* _Work to complete_
Render every line of the records below as a JSON list of strings, one string per line, leaving out blank lines.
--- Start of Information shown ---
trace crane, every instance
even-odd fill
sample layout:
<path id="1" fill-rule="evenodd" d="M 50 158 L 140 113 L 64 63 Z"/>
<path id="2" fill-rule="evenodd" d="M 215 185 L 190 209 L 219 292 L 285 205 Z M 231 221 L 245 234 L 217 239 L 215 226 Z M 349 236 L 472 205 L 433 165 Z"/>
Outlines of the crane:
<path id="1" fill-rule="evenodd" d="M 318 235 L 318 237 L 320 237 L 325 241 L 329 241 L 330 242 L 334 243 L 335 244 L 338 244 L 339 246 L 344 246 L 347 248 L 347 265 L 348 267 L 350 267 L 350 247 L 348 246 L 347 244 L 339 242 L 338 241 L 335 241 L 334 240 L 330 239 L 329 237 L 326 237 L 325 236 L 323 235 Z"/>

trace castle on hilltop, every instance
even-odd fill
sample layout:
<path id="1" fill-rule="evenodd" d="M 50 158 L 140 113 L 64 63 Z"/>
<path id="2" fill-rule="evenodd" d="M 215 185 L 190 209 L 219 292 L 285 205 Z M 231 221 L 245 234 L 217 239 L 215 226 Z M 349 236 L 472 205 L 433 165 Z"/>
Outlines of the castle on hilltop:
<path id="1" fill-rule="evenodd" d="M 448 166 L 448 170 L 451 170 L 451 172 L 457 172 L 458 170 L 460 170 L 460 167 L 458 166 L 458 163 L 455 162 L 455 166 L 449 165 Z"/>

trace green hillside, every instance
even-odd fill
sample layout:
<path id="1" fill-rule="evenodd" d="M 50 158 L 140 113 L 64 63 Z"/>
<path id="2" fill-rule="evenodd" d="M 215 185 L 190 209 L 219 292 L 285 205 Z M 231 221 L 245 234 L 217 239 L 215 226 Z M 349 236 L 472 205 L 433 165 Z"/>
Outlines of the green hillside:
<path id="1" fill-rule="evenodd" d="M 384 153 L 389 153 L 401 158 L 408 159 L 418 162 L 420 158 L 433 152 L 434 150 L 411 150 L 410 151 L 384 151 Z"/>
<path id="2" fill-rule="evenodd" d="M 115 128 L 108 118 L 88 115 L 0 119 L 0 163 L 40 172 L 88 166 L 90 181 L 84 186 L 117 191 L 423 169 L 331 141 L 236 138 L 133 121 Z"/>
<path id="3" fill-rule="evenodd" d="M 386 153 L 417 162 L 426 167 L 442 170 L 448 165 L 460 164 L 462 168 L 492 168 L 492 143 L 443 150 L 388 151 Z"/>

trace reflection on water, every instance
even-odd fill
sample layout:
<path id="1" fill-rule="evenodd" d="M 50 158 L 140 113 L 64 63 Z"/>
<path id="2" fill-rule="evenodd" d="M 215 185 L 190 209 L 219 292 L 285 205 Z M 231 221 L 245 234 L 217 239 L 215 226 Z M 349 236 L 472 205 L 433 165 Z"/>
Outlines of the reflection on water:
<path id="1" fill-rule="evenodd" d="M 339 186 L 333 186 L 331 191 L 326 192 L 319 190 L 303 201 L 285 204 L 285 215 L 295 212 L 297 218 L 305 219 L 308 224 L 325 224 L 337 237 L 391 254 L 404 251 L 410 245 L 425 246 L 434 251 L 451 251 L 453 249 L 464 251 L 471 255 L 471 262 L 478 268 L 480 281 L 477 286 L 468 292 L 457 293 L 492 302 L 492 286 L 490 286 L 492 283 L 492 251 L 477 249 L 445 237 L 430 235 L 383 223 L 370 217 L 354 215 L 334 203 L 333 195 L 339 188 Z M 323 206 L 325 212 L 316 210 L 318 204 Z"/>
--- End of Information shown ---
* _Result of the task_
[
  "trace crane, every instance",
  "even-odd fill",
  "sample layout:",
  "<path id=\"1\" fill-rule=\"evenodd\" d=\"M 50 158 L 140 113 L 64 63 Z\"/>",
  "<path id=\"2\" fill-rule=\"evenodd\" d=\"M 215 185 L 190 209 L 219 292 L 285 205 Z M 231 221 L 245 234 L 217 239 L 215 226 Z M 349 236 L 472 205 L 433 165 Z\"/>",
  "Outlines of the crane:",
  "<path id=\"1\" fill-rule=\"evenodd\" d=\"M 318 235 L 318 237 L 320 237 L 325 241 L 329 241 L 330 242 L 334 243 L 335 244 L 338 244 L 339 246 L 344 246 L 347 248 L 347 265 L 348 267 L 350 267 L 350 247 L 348 246 L 347 244 L 339 242 L 338 241 L 335 241 L 334 240 L 330 239 L 329 237 L 326 237 L 325 236 L 323 235 Z\"/>",
  "trace castle on hilltop, every instance",
  "even-odd fill",
  "sample layout:",
  "<path id=\"1\" fill-rule=\"evenodd\" d=\"M 50 158 L 140 113 L 64 63 Z\"/>",
  "<path id=\"2\" fill-rule=\"evenodd\" d=\"M 215 185 L 190 209 L 219 292 L 285 205 Z M 231 221 L 245 234 L 217 239 L 215 226 Z M 349 236 L 472 205 L 433 165 Z\"/>",
  "Outlines of the castle on hilltop:",
  "<path id=\"1\" fill-rule=\"evenodd\" d=\"M 448 166 L 448 170 L 451 170 L 451 172 L 457 172 L 458 170 L 460 170 L 460 167 L 458 166 L 458 163 L 455 162 L 455 166 L 449 165 Z\"/>",
  "trace green hillside, every instance",
  "even-odd fill",
  "sample layout:",
  "<path id=\"1\" fill-rule=\"evenodd\" d=\"M 50 158 L 140 113 L 64 63 Z\"/>",
  "<path id=\"2\" fill-rule=\"evenodd\" d=\"M 215 185 L 190 209 L 219 292 L 285 205 Z M 231 221 L 245 234 L 217 239 L 215 226 Z M 349 236 L 472 205 L 433 165 Z\"/>",
  "Outlines of the green hillside:",
  "<path id=\"1\" fill-rule=\"evenodd\" d=\"M 384 153 L 389 153 L 401 158 L 408 159 L 418 162 L 420 158 L 433 152 L 434 150 L 411 150 L 410 151 L 384 151 Z\"/>",
  "<path id=\"2\" fill-rule=\"evenodd\" d=\"M 115 128 L 108 118 L 88 115 L 0 119 L 0 163 L 40 172 L 88 166 L 90 181 L 84 186 L 117 191 L 423 169 L 331 141 L 236 138 L 133 121 Z\"/>",
  "<path id=\"3\" fill-rule=\"evenodd\" d=\"M 386 153 L 417 162 L 426 167 L 442 170 L 448 165 L 460 164 L 462 168 L 492 168 L 492 143 L 443 150 L 388 151 Z\"/>",
  "trace reflection on water, every instance",
  "even-odd fill",
  "sample layout:",
  "<path id=\"1\" fill-rule=\"evenodd\" d=\"M 50 158 L 140 113 L 64 63 Z\"/>",
  "<path id=\"2\" fill-rule=\"evenodd\" d=\"M 215 185 L 190 209 L 219 292 L 285 205 Z M 231 221 L 245 234 L 217 239 L 215 226 Z M 349 236 L 472 205 L 433 165 Z\"/>",
  "Outlines of the reflection on water:",
  "<path id=\"1\" fill-rule=\"evenodd\" d=\"M 339 186 L 333 186 L 331 191 L 326 192 L 319 190 L 303 201 L 285 204 L 285 215 L 295 212 L 297 218 L 305 219 L 308 224 L 325 224 L 337 237 L 391 254 L 404 251 L 410 245 L 425 246 L 434 251 L 451 251 L 453 249 L 464 251 L 471 255 L 471 262 L 478 268 L 480 281 L 477 286 L 468 292 L 457 293 L 492 302 L 492 286 L 490 286 L 492 283 L 492 251 L 477 249 L 445 237 L 430 235 L 383 223 L 370 217 L 354 215 L 334 203 L 333 195 L 339 188 Z M 323 206 L 325 212 L 316 210 L 318 204 Z\"/>"
]